ASSIGNED TASK:
Only a number is expected in reply: the number of lines below that include the word "wall".

(Natural-language object grounding data)
* * * *
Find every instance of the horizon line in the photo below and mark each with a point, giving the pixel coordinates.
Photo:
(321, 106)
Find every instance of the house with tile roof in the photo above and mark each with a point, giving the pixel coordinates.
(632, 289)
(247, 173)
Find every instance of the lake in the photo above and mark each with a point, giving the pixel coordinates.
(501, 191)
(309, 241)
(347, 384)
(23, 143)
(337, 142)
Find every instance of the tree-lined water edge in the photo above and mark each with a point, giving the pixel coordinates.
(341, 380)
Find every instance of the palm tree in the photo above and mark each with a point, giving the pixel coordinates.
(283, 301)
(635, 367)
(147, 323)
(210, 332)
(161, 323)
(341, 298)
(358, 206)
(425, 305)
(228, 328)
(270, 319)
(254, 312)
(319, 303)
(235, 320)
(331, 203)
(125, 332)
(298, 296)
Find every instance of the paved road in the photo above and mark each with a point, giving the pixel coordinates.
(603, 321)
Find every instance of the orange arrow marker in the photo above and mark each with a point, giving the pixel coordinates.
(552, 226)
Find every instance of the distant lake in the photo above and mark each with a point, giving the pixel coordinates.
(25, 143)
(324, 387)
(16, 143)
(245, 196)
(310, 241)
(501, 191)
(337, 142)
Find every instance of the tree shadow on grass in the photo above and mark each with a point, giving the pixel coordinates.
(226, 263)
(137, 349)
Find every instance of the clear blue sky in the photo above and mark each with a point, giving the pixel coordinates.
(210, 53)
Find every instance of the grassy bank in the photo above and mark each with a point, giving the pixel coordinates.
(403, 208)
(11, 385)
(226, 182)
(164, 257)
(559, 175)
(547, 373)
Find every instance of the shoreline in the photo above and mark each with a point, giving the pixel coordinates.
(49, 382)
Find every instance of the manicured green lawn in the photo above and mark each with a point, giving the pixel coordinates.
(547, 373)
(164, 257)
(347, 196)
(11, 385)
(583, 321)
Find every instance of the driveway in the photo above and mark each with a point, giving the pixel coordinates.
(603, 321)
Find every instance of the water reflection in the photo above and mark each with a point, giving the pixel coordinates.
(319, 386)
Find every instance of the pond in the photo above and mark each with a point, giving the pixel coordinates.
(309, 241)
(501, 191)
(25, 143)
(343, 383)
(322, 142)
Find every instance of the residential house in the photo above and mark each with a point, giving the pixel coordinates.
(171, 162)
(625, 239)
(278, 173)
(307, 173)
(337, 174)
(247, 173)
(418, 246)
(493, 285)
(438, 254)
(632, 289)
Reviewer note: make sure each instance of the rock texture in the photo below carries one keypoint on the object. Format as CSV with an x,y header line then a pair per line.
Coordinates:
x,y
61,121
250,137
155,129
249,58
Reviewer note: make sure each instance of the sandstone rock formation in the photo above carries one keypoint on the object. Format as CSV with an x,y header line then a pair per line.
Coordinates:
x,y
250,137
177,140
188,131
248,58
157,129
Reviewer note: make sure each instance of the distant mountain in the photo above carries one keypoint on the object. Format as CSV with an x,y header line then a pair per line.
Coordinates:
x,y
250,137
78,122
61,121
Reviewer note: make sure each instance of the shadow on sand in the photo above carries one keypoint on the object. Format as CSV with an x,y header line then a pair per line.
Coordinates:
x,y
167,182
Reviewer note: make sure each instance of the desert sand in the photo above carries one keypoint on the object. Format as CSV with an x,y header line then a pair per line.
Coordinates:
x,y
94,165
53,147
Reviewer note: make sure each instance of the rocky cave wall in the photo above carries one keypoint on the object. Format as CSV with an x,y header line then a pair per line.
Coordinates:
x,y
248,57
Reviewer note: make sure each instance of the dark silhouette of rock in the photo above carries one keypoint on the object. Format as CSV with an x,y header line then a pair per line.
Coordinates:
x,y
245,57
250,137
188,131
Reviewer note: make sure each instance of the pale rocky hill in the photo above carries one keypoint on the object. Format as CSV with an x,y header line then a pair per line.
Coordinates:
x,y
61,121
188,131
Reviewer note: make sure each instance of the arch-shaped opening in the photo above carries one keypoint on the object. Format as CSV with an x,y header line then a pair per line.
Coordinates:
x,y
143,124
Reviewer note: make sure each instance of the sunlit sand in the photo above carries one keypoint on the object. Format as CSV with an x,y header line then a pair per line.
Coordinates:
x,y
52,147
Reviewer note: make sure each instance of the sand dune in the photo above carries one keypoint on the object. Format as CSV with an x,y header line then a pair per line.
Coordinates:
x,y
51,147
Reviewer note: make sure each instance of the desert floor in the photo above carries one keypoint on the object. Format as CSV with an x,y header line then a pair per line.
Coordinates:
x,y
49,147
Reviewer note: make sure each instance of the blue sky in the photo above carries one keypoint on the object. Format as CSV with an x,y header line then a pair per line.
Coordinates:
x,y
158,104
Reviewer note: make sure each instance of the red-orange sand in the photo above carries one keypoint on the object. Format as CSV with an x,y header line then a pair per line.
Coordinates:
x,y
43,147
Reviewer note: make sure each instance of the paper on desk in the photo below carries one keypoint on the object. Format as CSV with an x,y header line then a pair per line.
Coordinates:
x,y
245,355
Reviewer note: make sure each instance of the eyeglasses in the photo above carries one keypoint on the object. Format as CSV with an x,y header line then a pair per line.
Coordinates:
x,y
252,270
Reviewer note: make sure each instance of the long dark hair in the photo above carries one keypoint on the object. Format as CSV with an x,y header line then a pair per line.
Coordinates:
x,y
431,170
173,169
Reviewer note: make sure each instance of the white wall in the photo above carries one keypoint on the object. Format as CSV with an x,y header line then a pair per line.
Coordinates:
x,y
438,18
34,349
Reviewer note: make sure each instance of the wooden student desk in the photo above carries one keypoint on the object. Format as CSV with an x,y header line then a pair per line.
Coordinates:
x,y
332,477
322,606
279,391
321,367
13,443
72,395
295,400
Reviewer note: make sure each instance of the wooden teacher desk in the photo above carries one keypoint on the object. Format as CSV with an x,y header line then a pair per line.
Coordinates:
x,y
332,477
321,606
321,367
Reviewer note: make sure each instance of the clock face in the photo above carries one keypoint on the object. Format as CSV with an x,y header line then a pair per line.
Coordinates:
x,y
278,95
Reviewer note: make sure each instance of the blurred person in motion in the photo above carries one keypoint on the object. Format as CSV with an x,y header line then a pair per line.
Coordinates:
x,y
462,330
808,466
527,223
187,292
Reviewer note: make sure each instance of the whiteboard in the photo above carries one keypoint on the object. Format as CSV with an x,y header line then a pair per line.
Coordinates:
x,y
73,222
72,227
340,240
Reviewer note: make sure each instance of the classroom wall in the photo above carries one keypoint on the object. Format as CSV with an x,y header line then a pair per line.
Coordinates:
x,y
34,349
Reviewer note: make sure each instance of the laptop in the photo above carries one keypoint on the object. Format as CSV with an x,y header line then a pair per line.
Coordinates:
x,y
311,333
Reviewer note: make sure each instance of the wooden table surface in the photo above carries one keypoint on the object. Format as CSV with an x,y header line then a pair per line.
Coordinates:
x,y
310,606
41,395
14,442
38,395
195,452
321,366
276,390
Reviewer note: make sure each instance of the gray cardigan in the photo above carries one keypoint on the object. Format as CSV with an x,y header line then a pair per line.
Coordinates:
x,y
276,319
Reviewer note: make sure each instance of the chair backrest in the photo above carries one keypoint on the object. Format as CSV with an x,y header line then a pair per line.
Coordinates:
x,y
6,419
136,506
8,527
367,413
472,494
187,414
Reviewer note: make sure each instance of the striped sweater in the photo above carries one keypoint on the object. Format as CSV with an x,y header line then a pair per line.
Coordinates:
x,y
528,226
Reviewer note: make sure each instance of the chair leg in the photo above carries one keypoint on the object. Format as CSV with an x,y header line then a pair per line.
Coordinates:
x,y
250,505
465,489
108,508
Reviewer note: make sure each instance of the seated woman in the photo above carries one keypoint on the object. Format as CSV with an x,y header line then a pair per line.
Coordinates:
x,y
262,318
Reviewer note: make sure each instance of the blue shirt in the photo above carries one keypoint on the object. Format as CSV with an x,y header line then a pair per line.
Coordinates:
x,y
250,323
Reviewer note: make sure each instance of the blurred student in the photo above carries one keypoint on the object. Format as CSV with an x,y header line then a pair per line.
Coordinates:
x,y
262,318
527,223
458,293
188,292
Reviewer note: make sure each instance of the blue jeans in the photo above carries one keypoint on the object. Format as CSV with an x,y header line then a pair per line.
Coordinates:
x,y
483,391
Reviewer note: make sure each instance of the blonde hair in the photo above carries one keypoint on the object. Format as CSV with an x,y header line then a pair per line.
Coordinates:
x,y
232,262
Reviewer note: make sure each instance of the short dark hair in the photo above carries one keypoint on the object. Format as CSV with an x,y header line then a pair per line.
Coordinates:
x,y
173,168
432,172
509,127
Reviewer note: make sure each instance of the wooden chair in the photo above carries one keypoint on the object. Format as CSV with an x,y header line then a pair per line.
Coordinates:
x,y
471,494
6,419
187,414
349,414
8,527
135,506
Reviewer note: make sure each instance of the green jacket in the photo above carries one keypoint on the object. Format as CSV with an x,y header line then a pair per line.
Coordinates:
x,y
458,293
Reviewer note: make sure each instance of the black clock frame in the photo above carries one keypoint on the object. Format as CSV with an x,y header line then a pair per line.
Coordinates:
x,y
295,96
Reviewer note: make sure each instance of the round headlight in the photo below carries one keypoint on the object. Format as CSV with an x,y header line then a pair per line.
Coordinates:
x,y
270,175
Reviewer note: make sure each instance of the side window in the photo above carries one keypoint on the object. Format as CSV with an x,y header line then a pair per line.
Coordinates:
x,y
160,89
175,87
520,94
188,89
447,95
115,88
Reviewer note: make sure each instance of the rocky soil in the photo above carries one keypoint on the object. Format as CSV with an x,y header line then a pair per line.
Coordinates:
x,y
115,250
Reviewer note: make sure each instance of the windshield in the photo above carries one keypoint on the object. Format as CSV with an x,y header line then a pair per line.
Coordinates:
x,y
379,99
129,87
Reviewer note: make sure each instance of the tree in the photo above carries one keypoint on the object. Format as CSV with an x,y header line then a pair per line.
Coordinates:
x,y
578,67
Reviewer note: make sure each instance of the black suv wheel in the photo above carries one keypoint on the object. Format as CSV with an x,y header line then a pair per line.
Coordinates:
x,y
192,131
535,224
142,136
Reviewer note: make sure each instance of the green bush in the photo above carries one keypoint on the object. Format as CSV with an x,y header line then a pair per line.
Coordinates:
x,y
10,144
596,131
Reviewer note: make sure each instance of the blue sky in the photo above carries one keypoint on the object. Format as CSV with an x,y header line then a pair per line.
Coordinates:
* * * *
OUTPUT FOR THIS TASK:
3